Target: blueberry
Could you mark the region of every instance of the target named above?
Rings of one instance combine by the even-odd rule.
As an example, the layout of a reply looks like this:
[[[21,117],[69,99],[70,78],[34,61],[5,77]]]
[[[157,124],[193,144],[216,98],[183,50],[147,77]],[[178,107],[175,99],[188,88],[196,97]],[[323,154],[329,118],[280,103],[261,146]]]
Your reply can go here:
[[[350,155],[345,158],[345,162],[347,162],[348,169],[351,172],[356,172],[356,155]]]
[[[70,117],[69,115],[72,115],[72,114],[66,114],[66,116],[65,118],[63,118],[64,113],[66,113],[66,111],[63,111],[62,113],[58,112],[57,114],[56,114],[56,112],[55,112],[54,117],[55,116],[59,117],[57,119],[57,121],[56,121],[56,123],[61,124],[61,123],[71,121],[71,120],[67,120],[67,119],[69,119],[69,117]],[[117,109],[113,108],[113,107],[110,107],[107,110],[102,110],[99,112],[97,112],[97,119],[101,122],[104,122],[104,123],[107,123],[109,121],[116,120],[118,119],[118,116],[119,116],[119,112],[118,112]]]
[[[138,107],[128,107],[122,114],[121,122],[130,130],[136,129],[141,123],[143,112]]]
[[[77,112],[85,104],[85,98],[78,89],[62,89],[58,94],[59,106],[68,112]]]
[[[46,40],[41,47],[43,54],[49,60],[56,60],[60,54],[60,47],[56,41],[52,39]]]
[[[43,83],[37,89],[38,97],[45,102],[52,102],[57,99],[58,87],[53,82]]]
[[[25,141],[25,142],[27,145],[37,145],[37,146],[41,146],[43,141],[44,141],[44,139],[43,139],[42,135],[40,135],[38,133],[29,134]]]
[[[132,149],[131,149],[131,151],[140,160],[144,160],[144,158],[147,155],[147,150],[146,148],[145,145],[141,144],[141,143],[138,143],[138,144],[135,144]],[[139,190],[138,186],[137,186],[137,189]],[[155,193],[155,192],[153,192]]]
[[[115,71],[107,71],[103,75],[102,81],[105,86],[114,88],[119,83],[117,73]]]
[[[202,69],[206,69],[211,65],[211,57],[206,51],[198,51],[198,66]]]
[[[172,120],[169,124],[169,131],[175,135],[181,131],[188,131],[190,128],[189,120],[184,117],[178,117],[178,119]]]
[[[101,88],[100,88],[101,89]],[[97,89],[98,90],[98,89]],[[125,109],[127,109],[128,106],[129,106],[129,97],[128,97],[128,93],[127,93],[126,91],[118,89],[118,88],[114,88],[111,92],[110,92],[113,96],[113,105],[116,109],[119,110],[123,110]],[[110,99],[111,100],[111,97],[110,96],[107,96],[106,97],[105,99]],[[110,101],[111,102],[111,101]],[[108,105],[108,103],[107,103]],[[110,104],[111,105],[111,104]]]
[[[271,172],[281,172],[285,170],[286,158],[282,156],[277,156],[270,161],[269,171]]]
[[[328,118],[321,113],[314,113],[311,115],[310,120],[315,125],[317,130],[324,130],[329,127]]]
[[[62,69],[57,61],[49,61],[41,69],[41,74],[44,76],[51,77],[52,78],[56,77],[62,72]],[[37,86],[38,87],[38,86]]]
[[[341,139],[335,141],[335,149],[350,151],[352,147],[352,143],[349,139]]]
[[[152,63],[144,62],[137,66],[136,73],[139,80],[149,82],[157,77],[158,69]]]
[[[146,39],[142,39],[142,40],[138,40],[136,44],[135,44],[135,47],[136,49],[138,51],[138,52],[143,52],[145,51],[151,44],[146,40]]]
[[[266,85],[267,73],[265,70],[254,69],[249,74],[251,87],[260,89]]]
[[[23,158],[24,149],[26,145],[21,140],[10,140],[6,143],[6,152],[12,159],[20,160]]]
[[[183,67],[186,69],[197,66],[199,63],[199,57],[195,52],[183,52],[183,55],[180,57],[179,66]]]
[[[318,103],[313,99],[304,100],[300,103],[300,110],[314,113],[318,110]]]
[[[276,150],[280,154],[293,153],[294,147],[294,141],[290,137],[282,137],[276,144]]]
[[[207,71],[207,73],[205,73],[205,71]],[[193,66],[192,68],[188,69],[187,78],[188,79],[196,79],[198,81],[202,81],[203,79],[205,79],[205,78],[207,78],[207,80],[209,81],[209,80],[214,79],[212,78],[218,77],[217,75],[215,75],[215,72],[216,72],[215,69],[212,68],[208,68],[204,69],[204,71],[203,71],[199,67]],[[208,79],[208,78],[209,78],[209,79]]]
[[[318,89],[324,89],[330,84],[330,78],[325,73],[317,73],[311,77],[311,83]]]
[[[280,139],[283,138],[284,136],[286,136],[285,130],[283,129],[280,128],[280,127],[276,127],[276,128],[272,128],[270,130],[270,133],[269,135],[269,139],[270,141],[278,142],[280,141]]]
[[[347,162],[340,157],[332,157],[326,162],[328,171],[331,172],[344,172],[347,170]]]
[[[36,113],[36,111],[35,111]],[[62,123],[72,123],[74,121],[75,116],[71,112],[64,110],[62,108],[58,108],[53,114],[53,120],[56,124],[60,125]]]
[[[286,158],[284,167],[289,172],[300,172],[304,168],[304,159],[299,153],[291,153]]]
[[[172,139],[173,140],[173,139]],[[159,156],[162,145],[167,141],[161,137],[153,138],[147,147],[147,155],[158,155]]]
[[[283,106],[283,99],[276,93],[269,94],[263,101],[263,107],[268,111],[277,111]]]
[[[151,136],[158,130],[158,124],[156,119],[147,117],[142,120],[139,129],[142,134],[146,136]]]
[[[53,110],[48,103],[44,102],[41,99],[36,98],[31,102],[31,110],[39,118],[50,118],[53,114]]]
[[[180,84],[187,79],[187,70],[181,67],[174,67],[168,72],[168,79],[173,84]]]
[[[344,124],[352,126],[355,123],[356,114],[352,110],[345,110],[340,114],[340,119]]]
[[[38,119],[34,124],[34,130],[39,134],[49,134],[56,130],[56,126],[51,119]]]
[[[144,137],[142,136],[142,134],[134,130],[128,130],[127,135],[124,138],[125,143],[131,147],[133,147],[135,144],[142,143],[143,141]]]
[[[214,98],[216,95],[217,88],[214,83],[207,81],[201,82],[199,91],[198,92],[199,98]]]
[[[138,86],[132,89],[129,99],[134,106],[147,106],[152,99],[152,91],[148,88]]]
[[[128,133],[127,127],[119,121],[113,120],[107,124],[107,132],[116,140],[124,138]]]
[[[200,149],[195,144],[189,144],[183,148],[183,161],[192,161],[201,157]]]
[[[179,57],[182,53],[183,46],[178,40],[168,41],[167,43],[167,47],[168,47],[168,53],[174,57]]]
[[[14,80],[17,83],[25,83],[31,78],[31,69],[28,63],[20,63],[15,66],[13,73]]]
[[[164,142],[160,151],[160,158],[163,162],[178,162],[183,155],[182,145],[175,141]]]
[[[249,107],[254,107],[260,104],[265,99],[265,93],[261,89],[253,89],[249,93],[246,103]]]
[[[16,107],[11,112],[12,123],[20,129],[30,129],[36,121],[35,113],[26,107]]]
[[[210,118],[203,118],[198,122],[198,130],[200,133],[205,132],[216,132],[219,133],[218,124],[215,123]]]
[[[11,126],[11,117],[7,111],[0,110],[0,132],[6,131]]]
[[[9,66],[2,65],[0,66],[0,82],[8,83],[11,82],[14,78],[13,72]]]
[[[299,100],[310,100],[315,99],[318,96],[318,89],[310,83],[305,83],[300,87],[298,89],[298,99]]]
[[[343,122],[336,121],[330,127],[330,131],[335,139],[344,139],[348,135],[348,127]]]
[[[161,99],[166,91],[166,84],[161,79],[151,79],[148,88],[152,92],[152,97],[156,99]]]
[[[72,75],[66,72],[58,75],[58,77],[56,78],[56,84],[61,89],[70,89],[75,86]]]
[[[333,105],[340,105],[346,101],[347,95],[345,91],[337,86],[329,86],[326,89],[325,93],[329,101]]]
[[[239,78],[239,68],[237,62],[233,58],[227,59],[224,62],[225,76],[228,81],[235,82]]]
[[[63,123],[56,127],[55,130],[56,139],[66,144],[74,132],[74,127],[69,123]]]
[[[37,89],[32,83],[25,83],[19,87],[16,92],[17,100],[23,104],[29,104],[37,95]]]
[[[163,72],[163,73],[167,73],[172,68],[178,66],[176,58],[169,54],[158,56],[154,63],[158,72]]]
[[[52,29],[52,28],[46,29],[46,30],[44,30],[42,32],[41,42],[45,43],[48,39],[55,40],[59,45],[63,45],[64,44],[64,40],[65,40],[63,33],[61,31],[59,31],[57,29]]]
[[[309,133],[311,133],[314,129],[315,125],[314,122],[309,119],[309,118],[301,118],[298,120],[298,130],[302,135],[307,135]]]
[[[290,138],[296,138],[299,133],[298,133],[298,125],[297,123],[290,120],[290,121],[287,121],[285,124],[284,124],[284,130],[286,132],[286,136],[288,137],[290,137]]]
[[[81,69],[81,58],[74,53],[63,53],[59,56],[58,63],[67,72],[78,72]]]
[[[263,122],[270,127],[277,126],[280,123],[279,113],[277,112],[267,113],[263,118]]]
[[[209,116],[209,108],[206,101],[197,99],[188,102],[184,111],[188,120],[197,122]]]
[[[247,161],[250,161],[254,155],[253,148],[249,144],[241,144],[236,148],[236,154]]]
────────────────────────────────────────
● **SHORT TASK**
How many lines in the records above contain the word "instance"? Reply with only the number.

● **OUTPUT OF THE TASK**
2